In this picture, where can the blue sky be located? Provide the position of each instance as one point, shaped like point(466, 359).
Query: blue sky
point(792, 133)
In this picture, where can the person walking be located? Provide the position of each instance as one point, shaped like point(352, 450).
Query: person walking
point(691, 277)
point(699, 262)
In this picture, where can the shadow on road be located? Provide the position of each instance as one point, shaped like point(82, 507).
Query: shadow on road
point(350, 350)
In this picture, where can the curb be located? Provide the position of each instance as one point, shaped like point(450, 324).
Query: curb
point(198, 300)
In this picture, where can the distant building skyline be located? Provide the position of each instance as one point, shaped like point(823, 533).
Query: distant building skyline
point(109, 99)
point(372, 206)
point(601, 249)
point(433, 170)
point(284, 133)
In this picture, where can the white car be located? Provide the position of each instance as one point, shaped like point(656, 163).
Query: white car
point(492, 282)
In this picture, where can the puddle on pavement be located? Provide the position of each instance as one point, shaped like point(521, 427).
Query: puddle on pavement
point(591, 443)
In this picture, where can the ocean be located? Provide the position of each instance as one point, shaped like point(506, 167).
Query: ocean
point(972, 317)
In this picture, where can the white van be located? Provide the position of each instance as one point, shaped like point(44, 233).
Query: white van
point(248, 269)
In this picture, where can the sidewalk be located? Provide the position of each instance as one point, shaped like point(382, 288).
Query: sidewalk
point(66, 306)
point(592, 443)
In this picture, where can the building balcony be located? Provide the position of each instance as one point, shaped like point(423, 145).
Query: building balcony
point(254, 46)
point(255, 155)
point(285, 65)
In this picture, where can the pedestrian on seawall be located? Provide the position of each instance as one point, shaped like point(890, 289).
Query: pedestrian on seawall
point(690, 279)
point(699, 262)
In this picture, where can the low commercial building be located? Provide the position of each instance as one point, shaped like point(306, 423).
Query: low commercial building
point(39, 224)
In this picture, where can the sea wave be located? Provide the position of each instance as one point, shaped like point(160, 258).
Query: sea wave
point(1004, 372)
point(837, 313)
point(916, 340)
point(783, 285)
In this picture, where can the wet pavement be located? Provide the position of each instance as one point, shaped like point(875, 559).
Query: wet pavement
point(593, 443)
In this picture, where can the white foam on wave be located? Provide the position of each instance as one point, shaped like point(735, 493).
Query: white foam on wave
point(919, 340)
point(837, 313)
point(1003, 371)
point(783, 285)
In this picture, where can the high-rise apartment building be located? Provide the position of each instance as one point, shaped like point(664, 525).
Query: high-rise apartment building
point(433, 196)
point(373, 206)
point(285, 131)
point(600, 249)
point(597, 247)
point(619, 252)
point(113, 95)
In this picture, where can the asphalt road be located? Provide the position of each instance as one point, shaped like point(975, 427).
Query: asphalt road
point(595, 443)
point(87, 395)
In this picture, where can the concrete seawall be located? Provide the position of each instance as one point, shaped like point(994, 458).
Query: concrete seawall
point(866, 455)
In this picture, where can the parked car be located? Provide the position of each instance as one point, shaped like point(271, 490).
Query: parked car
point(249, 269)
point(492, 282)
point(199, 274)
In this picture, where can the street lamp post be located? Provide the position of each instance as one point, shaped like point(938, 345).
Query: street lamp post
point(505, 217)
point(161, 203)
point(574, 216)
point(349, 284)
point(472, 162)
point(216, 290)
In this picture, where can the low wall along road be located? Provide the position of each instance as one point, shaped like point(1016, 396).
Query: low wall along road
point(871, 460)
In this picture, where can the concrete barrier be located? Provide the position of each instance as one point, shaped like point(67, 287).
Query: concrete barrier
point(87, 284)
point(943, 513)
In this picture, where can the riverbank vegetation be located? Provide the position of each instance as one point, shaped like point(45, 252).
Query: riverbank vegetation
□ □ □
◆ **WHAT YOU ARE ASKED TO DO**
Change every "instance" to "occurrence" and write out all the records again, with nothing else altered.

◆ **ANSWER TO THIS TASK**
In this picture, where can the blue sky be located? Provide the position of each occurrence as one point, shaped like point(466, 359).
Query: blue sky
point(792, 133)
In this picture, where can the person walking be located? Provide the position of each occurrence as one point, shaped like point(352, 450).
Query: person walking
point(691, 277)
point(699, 262)
In this picture, where can the shadow on road be located? Provide the position of each occurrence as one point, shaped like point(82, 507).
Query: shadow on road
point(350, 350)
In this picture, where can the curb be located? Provide the position of each occurrence as one point, shaped like point(450, 324).
Query: curb
point(198, 300)
In this picture, where can the distant building skyline be located? Provide the position of each occurrence as one point, shaped like point(823, 533).
Query: distant building skyline
point(109, 99)
point(372, 206)
point(601, 249)
point(433, 170)
point(284, 133)
In this picture, where can the white car be located? Provide the position of each occurrence as one point, shaped like point(656, 163).
Query: white car
point(492, 282)
In this picture, where can the puddle on pavement be located? Provide the position of each occurrence as one point, shaped like point(521, 427).
Query: puddle on pavement
point(591, 443)
In this picture, where can the ocean be located? Provide the position of each occurrence as one point, shaped like point(506, 167).
Query: ocean
point(972, 317)
In this picture, where can the white van be located? Provide the position of each occurrence as one point, shaped like point(44, 233).
Query: white van
point(248, 269)
In this picture, where can the sidewalk be located? Provide the position of each occurrence as one point, shaped like point(382, 288).
Query: sidewalk
point(66, 306)
point(592, 443)
In this picture, where can the building balcony be located? Provide the position of each occurrence as one point, shaped like point(423, 145).
Query: building balcony
point(254, 46)
point(255, 155)
point(285, 65)
In this picture, where can the pedestrian on seawall be located? Provide the position of each occurrence as one point, shaped like point(890, 289).
Query: pedestrian on seawall
point(690, 279)
point(699, 262)
In this picture, where can the low commercial building be located? Provide the position of each occurrence as one point, shaped like point(306, 423).
Query: low commercial building
point(39, 224)
In this picture, where can the sea wave be located? Provide the position of each occurrence as one point, shaped like point(160, 258).
Query: sea wave
point(1004, 372)
point(837, 313)
point(916, 340)
point(783, 285)
In this picture, where can the wet pavement be located? Provide the position of each occurrence as one point, shaped like point(875, 559).
Query: wet pavement
point(593, 443)
In this picture, where can the white foam on wave be located? Provide the position of each occurrence as one point, shaped like point(735, 493).
Query: white foam on wave
point(919, 340)
point(837, 313)
point(1003, 371)
point(783, 285)
In this picture, where can the high-rise apartment building be located? Provide the position of each occurrence as one point, shaped like point(664, 525).
Query: high-rise apartment building
point(433, 196)
point(373, 206)
point(285, 131)
point(600, 249)
point(597, 247)
point(619, 252)
point(113, 95)
In this picture, where can the asphalt road be located? Provide the position of each occurrence as one point, shaped like point(975, 427).
Query: asphalt road
point(595, 443)
point(87, 395)
In this picture, where can the concrete seawall be located? Provide the position of each occurrence as one point, shaped like point(994, 458).
Query: concrete seawall
point(866, 455)
In this picture, where can the parked car be located? Provide the position of each occurrence as one point, shaped like point(271, 490).
Query: parked car
point(249, 269)
point(492, 282)
point(199, 274)
In this picture, where can the street lamp post be located? Provide the position of each occurrence as one point, shaped like point(938, 345).
Query: street lamp post
point(505, 217)
point(161, 203)
point(574, 216)
point(349, 284)
point(472, 162)
point(216, 290)
In this picture, where can the low wall along road be located? Provide the position of each occurrence as one point, shaped like point(1016, 396).
Query: low wall along road
point(871, 460)
In this picture, where can the concrete barrier be located? Provide the position of each occurrence as one point, shaped like point(67, 287).
Query: concrete barrier
point(87, 284)
point(943, 513)
In this picture, where can the riverbank vegetation be located? Provide the position of each occurrence as one point, shaped like point(45, 252).
Query: riverbank vegetation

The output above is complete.